Give again, word for word, the line holding "Can you see the grass?" and every line after it through the end of the data below. Omit pictures.

:: EXERCISE MATERIALS ::

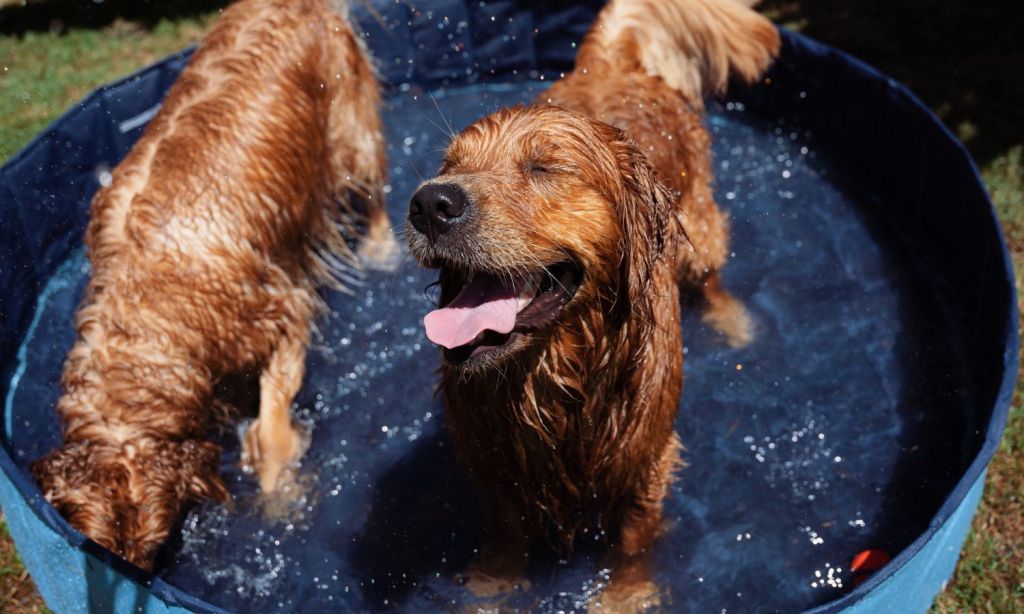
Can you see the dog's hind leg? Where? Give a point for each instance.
(272, 442)
(725, 312)
(632, 587)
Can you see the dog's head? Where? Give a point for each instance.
(538, 214)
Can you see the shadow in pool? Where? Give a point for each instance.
(425, 520)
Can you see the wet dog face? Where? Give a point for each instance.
(537, 214)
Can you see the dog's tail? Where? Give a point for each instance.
(693, 45)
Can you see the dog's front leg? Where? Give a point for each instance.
(632, 587)
(272, 442)
(500, 565)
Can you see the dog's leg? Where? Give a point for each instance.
(725, 312)
(272, 442)
(499, 567)
(631, 587)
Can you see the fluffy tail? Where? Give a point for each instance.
(693, 45)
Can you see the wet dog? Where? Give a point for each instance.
(207, 250)
(562, 232)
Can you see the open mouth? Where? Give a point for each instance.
(492, 311)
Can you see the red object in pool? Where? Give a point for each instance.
(866, 563)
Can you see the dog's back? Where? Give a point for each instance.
(206, 250)
(644, 68)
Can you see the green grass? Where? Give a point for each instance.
(41, 75)
(965, 63)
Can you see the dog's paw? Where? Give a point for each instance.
(628, 599)
(729, 316)
(273, 455)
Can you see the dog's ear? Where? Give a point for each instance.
(645, 216)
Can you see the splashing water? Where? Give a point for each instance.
(839, 431)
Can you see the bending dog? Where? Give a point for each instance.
(207, 251)
(562, 231)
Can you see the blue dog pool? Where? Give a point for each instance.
(861, 418)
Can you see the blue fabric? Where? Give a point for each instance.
(881, 142)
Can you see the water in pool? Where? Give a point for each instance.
(839, 429)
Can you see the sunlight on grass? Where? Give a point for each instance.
(42, 74)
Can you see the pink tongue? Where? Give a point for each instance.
(485, 304)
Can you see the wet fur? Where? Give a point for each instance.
(207, 250)
(574, 429)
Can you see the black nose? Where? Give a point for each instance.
(435, 208)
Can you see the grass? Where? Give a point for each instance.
(964, 63)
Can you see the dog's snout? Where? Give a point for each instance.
(435, 208)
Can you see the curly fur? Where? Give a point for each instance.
(572, 427)
(207, 250)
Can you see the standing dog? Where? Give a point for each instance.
(207, 249)
(562, 231)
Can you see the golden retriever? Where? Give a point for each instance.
(562, 231)
(207, 250)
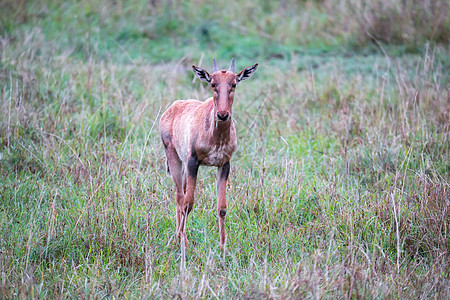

:::

ANSWER AREA
Can you see the grass? Where? Give a point for each instance.
(964, 63)
Can you see the dog's snout? Where? Give a point for each instance.
(435, 208)
Can you see the curly fur? Where? Give a point for each instance.
(572, 427)
(207, 250)
Can you see the standing dog? Where? Give a point for each instance.
(207, 249)
(562, 231)
Can you see the golden retriever? Where? Give a point for each instance.
(562, 231)
(207, 250)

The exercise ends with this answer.